According to Blixseth, he “grew up on welfare in Roseburg, Oregon”. He attended Roseburg High School (Class of 1968) and after graduating he worked in a sawmill. His parents were members of “a local cult” called Jesus Name of Oneness.
Tim Blixseth has two children, son Beau and daughter Morgan, from his second wife Desiree Langlois. In 1981 he met and married his third wife Edra Denise Crocker, a partner in a local Roseburg-based hotel and restaurant business called Choo-Choo Willy’s. Crocker had two children from a previous marriage, Julie Barve and Matthew Crocker. Blixseth married his fourth wife Jessica T. Ferguson Kircher after his 2009 divorce. In 2016 Ferguson served Blixseth with divorce papers while he was serving jail time for contempt of court.
Following bankruptcies in 1981 and 1986, Blixseth began to rebuild his timber business endeavors. In 1988 he co-founded Crown Pacific, LTD with Peter Stott and within a year had $44 million in sales.
During this time, Blixseth was involved with three Oregon companies that defaulted on 22 national timber sale contracts owed the U.S. Forest Service more than $8 million. Two of Blixseth’s timber companies, Capital Veneer and Capital Log Sales, filed for bankruptcy with debts totaling more than $16 million. A third company, Little River Box Co., was dissolved following two federal contract defaults. By 1992 Blixseth had sold his interests in Crown Pacific and launched Big Sky Lumber in Montana.
With cash and land from his 1995 deal with the U.S. Forest Service, Blixseth began development of 15,000 acres (61 km) of pristine Montana real estate outside of Big Sky. Blixseth said to a Montana Bankruptcy court as “I started the club with a pick-up truck and a hammer.”

=====

SET PROBLEM 1 — Gather every line of the listing below that contains the string "pair", treating uppercase and lowercase letters as different.

=====

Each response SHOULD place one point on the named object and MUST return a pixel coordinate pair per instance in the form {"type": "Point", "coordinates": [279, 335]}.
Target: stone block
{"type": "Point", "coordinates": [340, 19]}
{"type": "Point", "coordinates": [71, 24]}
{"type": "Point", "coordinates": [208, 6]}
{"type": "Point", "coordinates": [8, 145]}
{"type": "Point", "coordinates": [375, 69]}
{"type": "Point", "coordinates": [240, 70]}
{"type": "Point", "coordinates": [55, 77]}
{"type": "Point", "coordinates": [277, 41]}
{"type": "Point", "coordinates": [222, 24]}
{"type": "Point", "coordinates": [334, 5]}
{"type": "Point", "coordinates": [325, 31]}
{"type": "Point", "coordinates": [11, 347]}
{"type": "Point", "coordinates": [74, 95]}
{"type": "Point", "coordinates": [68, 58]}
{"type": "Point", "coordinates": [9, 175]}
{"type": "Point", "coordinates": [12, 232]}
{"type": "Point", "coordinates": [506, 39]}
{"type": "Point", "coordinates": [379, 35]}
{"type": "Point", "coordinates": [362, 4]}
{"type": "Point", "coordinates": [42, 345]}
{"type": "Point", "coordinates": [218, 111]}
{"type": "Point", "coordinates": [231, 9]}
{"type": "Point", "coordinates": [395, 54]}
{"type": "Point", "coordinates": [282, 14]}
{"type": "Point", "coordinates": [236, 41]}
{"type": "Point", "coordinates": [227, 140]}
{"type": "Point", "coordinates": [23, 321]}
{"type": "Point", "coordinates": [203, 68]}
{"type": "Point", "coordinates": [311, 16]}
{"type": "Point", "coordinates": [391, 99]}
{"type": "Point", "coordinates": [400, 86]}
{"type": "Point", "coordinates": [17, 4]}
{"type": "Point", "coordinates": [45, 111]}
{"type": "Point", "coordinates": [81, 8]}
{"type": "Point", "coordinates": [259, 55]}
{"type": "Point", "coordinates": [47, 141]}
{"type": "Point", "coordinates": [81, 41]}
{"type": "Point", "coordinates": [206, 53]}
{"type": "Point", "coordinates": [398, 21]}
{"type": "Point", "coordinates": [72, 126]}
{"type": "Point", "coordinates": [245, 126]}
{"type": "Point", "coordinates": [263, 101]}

=====

SET PROBLEM 2 — Reproduce the part of the text on Tim Blixseth starting with "During this time, Blixseth" and going on through "Lumber in Montana.".

FULL SOLUTION 1 —
Each response SHOULD place one point on the named object and MUST return a pixel coordinate pair per instance in the form {"type": "Point", "coordinates": [279, 335]}.

FULL SOLUTION 2 —
During this time, Blixseth was involved with three Oregon companies that defaulted on 22 national timber sale contracts owed the U.S. Forest Service more than $8 million. Two of Blixseth’s timber companies, Capital Veneer and Capital Log Sales, filed for bankruptcy with debts totaling more than $16 million. A third company, Little River Box Co., was dissolved following two federal contract defaults. By 1992 Blixseth had sold his interests in Crown Pacific and launched Big Sky Lumber in Montana.